Document text:
Kinematic analysis revealed that existing joint orientations do not result in planar and/or wedge failure (Fig. 5). However, in case of decrease in friction angle, currently critically intersection points that are lying outside of critical failure zone might come in failure zone. Such decrease in friction angle might occur during rainfall as also noted in other studies (Kumar et al. 2019).

Fig. 5
figure 5

Results of the Kinematic analysis. a Regional setting of the study area comprising study area landslide. Image Copyright: Google Earth. b Kinematic analysis of the joints (J1–J4) in landslide rock mass. Green circle represents friction angle (30°), whereas pink zone refers to critical zone. Red points at the joint intersections represent critical intersection

To evaluate the hillslope response, slope stability analysis was performed for both pre (back analysis)- and post-failure (prediction) topography conditions (Fig. 6). Here, pre-failure event refers to 12 Sep. 2017 failure that was triggered by antecedent rainfall (Sect. 1). Results showed that much strain and displacement are still accumulated in the existing slope topography (Fig. 6b, e, h, k). Under pre-failure topography condition, maximum shear strain of about ~ 0.14 to 0.18 developed parallel to the slope (Fig. 6d, j) and total displacement of about ~ 2 to 8 m was likely to take place, parallel to the slope (Fig. 6a, g). Post-failure topography condition (prediction) revealed that the slope is still unstable with maximum shear strain and total displacement in the range of ~ 0.07 to 0.15 and ~ 2 to 5 m, respectively (Fig. 6b, e, h, k). This is further evident from the overlapping total displacement and shear strain pattern in pre- and post-failure conditions (Fig. 6c, f, i, l). Notably, during pre-failure analysis, slope section CS-2 was more unstable, whereas during post-failure analysis, the CS-1 has revealed more instability.

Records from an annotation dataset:
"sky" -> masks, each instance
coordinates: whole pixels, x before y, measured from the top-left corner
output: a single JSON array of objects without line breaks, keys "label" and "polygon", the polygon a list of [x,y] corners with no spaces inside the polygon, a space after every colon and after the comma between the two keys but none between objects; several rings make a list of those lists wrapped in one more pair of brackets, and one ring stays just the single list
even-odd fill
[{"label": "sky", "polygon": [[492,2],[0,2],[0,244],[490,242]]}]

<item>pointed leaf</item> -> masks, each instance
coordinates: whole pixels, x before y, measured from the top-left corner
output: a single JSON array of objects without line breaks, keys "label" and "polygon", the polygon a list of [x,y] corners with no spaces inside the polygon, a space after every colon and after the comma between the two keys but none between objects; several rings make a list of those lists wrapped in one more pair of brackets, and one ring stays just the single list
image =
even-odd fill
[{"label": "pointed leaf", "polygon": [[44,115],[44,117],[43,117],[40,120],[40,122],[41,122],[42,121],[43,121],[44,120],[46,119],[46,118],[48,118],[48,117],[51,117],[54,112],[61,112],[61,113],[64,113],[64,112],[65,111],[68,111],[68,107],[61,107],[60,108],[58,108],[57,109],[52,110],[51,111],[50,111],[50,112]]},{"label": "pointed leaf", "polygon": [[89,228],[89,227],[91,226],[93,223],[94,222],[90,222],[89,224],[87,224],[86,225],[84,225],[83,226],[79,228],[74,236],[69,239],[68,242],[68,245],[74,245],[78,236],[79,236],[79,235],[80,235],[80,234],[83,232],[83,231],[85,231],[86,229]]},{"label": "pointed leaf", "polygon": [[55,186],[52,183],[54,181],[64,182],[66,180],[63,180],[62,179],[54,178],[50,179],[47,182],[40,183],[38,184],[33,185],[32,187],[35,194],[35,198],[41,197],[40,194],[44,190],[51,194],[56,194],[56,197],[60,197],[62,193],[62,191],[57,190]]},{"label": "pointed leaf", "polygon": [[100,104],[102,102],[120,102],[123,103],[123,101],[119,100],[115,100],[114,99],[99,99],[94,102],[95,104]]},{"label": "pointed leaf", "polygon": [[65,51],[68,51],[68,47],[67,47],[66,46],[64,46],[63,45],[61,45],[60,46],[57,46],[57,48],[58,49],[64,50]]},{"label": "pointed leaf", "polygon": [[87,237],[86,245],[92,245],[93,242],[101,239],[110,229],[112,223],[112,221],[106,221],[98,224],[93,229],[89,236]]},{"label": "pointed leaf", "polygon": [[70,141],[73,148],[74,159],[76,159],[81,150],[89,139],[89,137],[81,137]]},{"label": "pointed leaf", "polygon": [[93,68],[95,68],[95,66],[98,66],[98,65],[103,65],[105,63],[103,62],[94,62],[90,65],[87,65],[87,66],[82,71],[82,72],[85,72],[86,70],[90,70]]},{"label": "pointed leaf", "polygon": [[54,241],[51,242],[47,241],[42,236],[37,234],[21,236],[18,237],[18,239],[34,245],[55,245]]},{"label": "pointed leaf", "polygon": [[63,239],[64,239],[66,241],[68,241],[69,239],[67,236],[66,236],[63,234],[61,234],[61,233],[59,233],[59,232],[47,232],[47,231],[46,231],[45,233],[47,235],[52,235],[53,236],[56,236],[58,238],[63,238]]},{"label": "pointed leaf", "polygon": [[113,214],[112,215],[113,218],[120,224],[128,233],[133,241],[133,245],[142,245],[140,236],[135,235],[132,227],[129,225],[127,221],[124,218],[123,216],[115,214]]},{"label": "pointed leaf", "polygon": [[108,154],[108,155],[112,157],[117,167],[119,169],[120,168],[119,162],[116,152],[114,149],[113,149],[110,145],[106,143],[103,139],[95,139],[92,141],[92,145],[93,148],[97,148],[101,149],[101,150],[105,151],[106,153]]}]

Problem requirements: From the landslide text, write out word for word the part that opens with the words containing "Kinematic analysis revealed" and closes with "et al. 2019).". The data plays no role here.

Correct response:
Kinematic analysis revealed that existing joint orientations do not result in planar and/or wedge failure (Fig. 5). However, in case of decrease in friction angle, currently critically intersection points that are lying outside of critical failure zone might come in failure zone. Such decrease in friction angle might occur during rainfall as also noted in other studies (Kumar et al. 2019).